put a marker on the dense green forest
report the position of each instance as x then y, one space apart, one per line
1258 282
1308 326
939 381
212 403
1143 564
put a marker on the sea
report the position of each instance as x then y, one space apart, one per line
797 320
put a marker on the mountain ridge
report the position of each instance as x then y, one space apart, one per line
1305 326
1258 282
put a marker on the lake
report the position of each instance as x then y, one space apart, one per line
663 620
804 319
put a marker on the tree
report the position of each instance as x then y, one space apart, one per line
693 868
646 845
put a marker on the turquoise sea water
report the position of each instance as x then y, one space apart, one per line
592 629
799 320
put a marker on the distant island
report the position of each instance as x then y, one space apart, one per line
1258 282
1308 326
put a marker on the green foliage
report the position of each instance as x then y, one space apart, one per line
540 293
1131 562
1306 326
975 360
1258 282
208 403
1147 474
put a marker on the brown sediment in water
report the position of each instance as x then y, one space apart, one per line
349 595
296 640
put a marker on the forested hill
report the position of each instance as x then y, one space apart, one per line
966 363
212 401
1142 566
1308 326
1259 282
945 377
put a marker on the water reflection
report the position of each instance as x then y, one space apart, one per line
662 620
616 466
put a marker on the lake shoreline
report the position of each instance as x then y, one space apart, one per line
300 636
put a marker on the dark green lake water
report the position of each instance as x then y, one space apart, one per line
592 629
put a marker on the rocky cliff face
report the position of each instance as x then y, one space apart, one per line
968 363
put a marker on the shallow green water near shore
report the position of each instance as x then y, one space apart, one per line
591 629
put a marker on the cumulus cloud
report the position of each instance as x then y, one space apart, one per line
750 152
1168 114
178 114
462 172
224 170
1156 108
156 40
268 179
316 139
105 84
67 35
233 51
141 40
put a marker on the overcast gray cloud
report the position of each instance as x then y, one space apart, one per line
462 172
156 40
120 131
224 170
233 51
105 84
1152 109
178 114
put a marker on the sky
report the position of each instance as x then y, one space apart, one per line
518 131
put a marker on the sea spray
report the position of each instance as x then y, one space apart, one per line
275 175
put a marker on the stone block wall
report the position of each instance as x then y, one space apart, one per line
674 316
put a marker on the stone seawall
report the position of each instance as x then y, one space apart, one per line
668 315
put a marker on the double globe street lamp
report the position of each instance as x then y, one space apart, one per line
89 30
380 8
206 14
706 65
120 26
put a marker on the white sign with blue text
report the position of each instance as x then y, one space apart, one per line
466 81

■ ■ ■ ■ ■ ■ ■

Exercise aim –
The records above are to be reproduced exactly, with nothing left out.

Solution to this exercise –
put a marker on the dense green forest
report the position of each instance as x then y, one space apart, one per line
1258 282
1308 326
939 381
212 403
1143 564
put a marker on the sea
report the position of each instance as x then y, one space apart, one per line
797 320
put a marker on the mountain ridge
report the position of each instance as x then y, one space apart, one per line
1305 326
1258 282
put a marker on the lake
report the position of each instance as x then y, one space apart, one per line
663 620
804 319
put a marker on the tree
report the position of each instance as x then y, one space apart, one per line
693 868
646 845
put a marker on the turquoise sea water
report the position of each instance as x then y, one space apart, one per line
592 629
799 320
put a marker on the distant island
report the position of each instance as x then y, one space apart, one per line
1258 282
1308 326
put a marker on the green foliage
report the position of each instance as x then y, one space apart, one per line
540 293
1131 562
1306 326
975 360
1258 282
208 403
1147 474
put a marker on the brown sediment in water
report the position of each instance as x then y, one space apart, one per line
349 595
296 640
put a marker on the forested hill
report the position of each instance as x then y, one space apart, one per line
966 363
212 401
1142 566
1308 326
1259 282
945 377
put a marker on the water reflection
report the position of each instance as x then y, one space apart, one per line
662 620
616 466
put a marker on the lake shoreline
report the position of each instance as x then y, one space apart, one per line
300 636
put a marker on the dark green lake water
report the position of each instance as x then y, one space apart, one per line
592 629
put a marker on the rocky cliff face
report the position of each instance as x then y, one space apart, one per line
968 363
put a marker on the shallow green water near shore
report the position of each instance as x then y, one space apart, one per line
591 629
put a marker on the cumulus cloud
report the position of each instance as x then y, one space apart, one per line
750 152
1168 114
178 114
462 172
224 170
1156 108
156 40
268 179
316 139
105 84
67 35
233 51
141 40
put a marker on the overcast gray cloud
report the position of each instance as x then y, one space apart, one per line
462 172
156 40
120 131
224 170
233 51
105 84
1152 109
178 114
put a marker on the sky
report the position of each instance as x then y, one space apart, one per line
518 131
put a marker on the sea spray
report the position of each instance as x then y, one space apart, one per line
275 175
put a marker on the stone block wall
report the position of each instance as x then y, one space apart, one per line
674 316
put a marker on the stone seawall
report the position of each instance as x then y, one space apart, one per line
668 315
put a marker on the double globe street lamp
report the position of each instance as x then y, one space apart, one per line
89 30
380 8
206 14
706 65
120 26
put a marker on the white sign with blue text
report the position of each instance as x then y, one space apart, one per line
466 81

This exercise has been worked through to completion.